--- TEXT SECTION ---
- - - - - - -
And I found that there is no such problem in some data when multiple gene sets are plotted on one graph. If this can be solved?
Hi @QianChwnLyn
I want to point out that this is not a bug but rather a statistical nuance.
In multiple hypothesis testing (e.g., FDR control), the significance of a given hypothesis depends on p-values of other hypotheses. In our case, each hypothesis is a cell type-disease pair. If we test the hypotheses across diseases instead of just one disease, the results will change.
@KangchengHou, do you think it makes sense to update the plot_group_stats
function with a tunable FDR threshold?
yes see https://github.com/martinjzhang/scDRS/pull/75/commits/83d626445aeaa4bc556e7dcb553844921b2e2dc7 (i can't directly merge into master which is protected)
- - - - - - -
--- INFORMATION SHOWN ---
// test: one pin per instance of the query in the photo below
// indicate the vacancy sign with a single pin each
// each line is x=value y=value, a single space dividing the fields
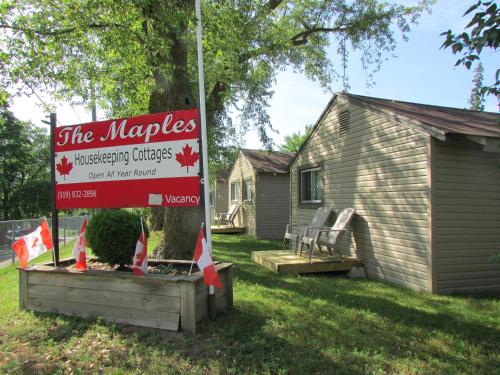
x=150 y=160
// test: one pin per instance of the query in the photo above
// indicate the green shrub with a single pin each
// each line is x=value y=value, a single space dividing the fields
- - - - - - -
--- WORK ORDER 1 ---
Write out the scDRS thread from "And I found" up to and including "results will change.".
--- WORK ORDER 2 ---
In the scDRS thread, what does each hypothesis correspond to?
--- WORK ORDER 3 ---
Please proceed with the scDRS thread from the point where it stops.
The items have no connection to the scDRS thread.

--- FINAL ANSWER 1 ---
And I found that there is no such problem in some data when multiple gene sets are plotted on one graph. If this can be solved?
Hi @QianChwnLyn
I want to point out that this is not a bug but rather a statistical nuance.
In multiple hypothesis testing (e.g., FDR control), the significance of a given hypothesis depends on p-values of other hypotheses. In our case, each hypothesis is a cell type-disease pair. If we test the hypotheses across diseases instead of just one disease, the results will change.

--- FINAL ANSWER 2 ---
Each hypothesis is a cell type-disease pair.

--- FINAL ANSWER 3 ---
on the other hand, user could just take the raw dataframe and plot in the style as they want
@KangchengHou
Thanks! How can I get your modified scdrs/util.py file replace my installed scdrs/util.py file? Maybe I need to modify the util.py according to your method?
you could git clone the latest version to use this updated scdrs
Hi, thanks for the discussion! I have a follow-up question.
The output dataframe of the "_scdrs.method.downstream_groupanalysis" function has the columns of "assoc_mcp" and "assoc_mcz". Are the values in these two columns already corrected for multiple comparison, as indicated by the abbreviation "mc(multiple comparison)"? Or did I interpret the abbreviation incorrectly?
no. "mc" refers to "Monte Carlo". you will still need to apply the FDR control procedure.
no. "mc" refers to "Monte Carlo". you will still need to apply the FDR control procedure.
Oh Thank you so much!
I also want my p value to be adjusted at the cell type level only, instead of for each cell-type-disease combination. I understand this is not a bug and the rationale behind the original paper, for using cell-type disease combination for correcting multiple testing. I think both ways can be justified.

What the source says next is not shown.